#### [Aim of the task]
Answer these questions from the text passage on sleeve tattoos:
1. What part of the arm does a half-sleeve usually cover?
2. During what period did sleeves start becoming more popular?
3. On what date did the U.S. Marines change its tattoo policy to remove the ban on sleeve tattoos?

#### [Text passage]
▽

A sleeve tattoo or tattoo sleeve is a large tattoo or collection of smaller tattoos that covers most or all of a person's arm. The styles and themes of tattoo sleeves vary.

== Types ==
The term "sleeve" is a reference to the tattoo's similarity in coverage to a shirt sleeve on an article of clothing. The term is also sometimes used in reference to a large tattoo that covers a person's leg.

The most typical sleeve tattoo is a full sleeve, which covers the arm entirely in tattoos from the shoulder to the wrist. A half-sleeve covers part of the arm, usually from the shoulder to the elbow. A quarter-sleeve covers only the shoulder to midway to the elbow. The quarter-sleeve is not often seen because it is so high on the arm; for that reason, individuals may choose to get a quarter-sleeve so it can be covered with a short-sleeved shirt.

Some sleeve tattoos run beyond the length of the shoulder and onto the chest. This is a specific Japanese style sleeve called a Hikae. When both arms are completely tattooed as part of a full body tattoo, these are usually called sleeve tattoos.

== Design and application process ==
Sleeve tattoos are usually a collaboration between a tattoo artist and customer to demonstrate a personal and unified artistic theme. Other times, a sleeve is created when a person has many smaller but separate tattoos on their arm and later has them connected with a unified background design to form a sleeve. Planned sleeves generally require many long hours of tattooing and can take weeks, months, or years to complete depending on if an individual wants to take the approach of one large design or smaller ones that interconnect.

Sleeves started becoming more popular in the late 1980s during the Tattoo Renaissance, when tattoo fashions shifted from mostly badge-like images based on repetitive pre-made designs, known as flash, toward larger customized tattoos influenced by Polynesian and Japanese tattoo art.

== Restrictions ==
Some organizations have proposed rules banning sleeves among their members. The U.S. Marines prohibited recruits from getting sleeve tattoos on their arms or legs from April 1, 2007 to October 29, 2021. Those with sleeves who were already serving prior to April 2007 were protected under a grandfather clause. The U.S. Marines changed its tattoo policy on October 29, 2021, including removal of the ban on sleeve tattoos.

== Clothes ==
Several clothing companies have produced apparel that simulates the look of tattoo sleeves using transparent mesh fabric printed with tattoo designs. These sleeves can provide a temporary feeling of having a sleeve and help someone decide if it is something they want. Additionally, these companies find customers in children and teenagers who may want to mimic someone or wear the sleeves for a costume.

△

#### [Dataset section]
▽

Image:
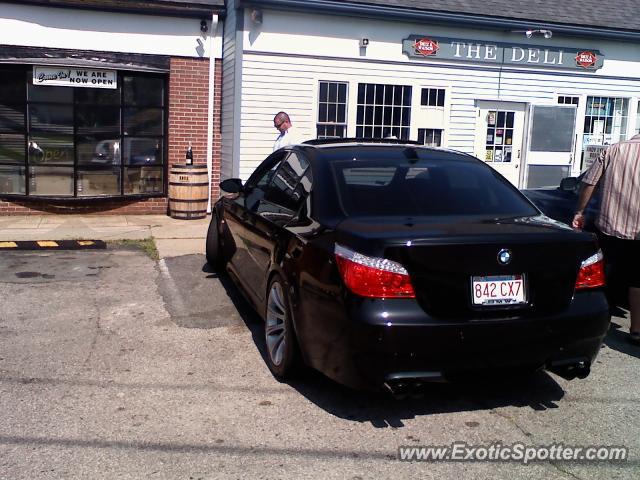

△

#### [Problem solution]
1. A half-sleeve usually covers the arm from the shoulder to the elbow.
2. Sleeves started becoming more popular in the late 1980s, during the Tattoo Renaissance.
3. The U.S. Marines changed its tattoo policy on October 29, 2021.